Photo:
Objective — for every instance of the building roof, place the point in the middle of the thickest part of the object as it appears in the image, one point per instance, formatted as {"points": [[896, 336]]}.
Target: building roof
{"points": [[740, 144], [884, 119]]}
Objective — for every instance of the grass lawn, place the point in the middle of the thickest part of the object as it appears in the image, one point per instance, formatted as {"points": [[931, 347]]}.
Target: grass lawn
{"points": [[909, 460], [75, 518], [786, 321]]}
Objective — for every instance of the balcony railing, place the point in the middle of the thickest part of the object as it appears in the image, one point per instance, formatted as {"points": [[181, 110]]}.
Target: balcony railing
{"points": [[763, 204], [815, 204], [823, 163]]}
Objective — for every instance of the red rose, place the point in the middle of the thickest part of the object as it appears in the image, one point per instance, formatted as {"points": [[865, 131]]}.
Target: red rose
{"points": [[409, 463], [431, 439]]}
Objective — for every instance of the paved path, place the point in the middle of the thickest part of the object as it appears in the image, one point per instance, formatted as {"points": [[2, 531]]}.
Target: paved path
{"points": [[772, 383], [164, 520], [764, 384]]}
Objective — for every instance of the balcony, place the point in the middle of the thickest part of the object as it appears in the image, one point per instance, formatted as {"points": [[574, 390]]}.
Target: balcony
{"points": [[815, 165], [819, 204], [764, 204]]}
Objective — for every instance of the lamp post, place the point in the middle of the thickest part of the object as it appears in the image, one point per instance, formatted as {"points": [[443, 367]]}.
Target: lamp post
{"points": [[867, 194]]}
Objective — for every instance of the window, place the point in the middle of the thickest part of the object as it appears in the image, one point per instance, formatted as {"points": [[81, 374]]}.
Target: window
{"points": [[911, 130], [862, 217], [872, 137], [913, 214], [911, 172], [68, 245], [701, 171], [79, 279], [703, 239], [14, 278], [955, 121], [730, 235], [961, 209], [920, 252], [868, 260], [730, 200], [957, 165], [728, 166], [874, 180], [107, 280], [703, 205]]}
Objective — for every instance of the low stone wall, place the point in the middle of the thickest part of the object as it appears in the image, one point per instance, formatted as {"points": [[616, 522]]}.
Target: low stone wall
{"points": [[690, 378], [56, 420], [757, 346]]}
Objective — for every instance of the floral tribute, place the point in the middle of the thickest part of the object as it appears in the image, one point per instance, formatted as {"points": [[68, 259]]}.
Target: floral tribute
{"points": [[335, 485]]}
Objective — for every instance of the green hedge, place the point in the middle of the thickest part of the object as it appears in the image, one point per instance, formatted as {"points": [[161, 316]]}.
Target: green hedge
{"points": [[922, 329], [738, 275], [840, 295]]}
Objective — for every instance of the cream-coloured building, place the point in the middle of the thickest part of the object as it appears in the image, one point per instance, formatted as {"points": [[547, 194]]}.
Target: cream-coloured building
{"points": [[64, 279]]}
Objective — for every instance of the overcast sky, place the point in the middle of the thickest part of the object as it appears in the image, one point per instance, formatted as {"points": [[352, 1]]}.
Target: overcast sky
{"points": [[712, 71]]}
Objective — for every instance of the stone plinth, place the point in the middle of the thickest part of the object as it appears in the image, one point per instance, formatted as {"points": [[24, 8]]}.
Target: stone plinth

- THE TASK -
Please quote nothing but the lines from the line with "Objective — for every instance of the lamp" through the end of the data above, exactly as written, ends included.

- SOLUTION FOR THIS TASK -
Objective — for every instance of the lamp post, place the point in the middle of the thickest part of the object as it appears in the image, one point per instance, formatted as {"points": [[443, 367]]}.
Target: lamp post
{"points": [[867, 194]]}
Objective — for every instance of the window, place the point in the middle of the thickest part of the object as it appears in the image, one point per instance, formatted as {"points": [[81, 374]]}.
Target: window
{"points": [[911, 130], [862, 217], [872, 137], [913, 214], [911, 172], [68, 245], [701, 171], [79, 279], [703, 239], [14, 278], [955, 121], [730, 235], [961, 209], [920, 252], [868, 260], [730, 200], [957, 165], [728, 166], [874, 180], [107, 280], [703, 205]]}
Objective — for every instance of the low stone wall, place the point in the middle of the thickest part of the object as it appears in the image, one point per instance, formatted as {"points": [[616, 522]]}.
Target: low stone wall
{"points": [[690, 378], [56, 420], [757, 346]]}
Objective — for every instance of the floral tribute, place the point in the middle of the thickest part of the object as it appears in the image, one point per instance, formatted as {"points": [[68, 259]]}.
Target: floral tribute
{"points": [[335, 485]]}
Objective — for every instance of the green hedge, place the point in the middle of the thickest part of the object as it appears in the image, one point per instance, formatted as {"points": [[161, 316]]}.
Target: green hedge
{"points": [[922, 329], [738, 275], [840, 295]]}
Objective — for every instance of the cream-coloured building, place the point in the middle of the thickest part of the object as it appears in the image, one point per instance, formatted as {"points": [[547, 194]]}.
Target: cream-coloured building
{"points": [[64, 279]]}
Objective — for every instance of the overcast sky, place the point in the middle of the thickest part of the object as it appears in the image, one point per instance, formatted as {"points": [[352, 1]]}.
Target: overcast sky
{"points": [[712, 71]]}
Objective — for every instance of the stone plinth, place the point in the middle of the thickest part of the object as it appears in the image, one point per instance, formatted as {"points": [[24, 8]]}.
Target: stone plinth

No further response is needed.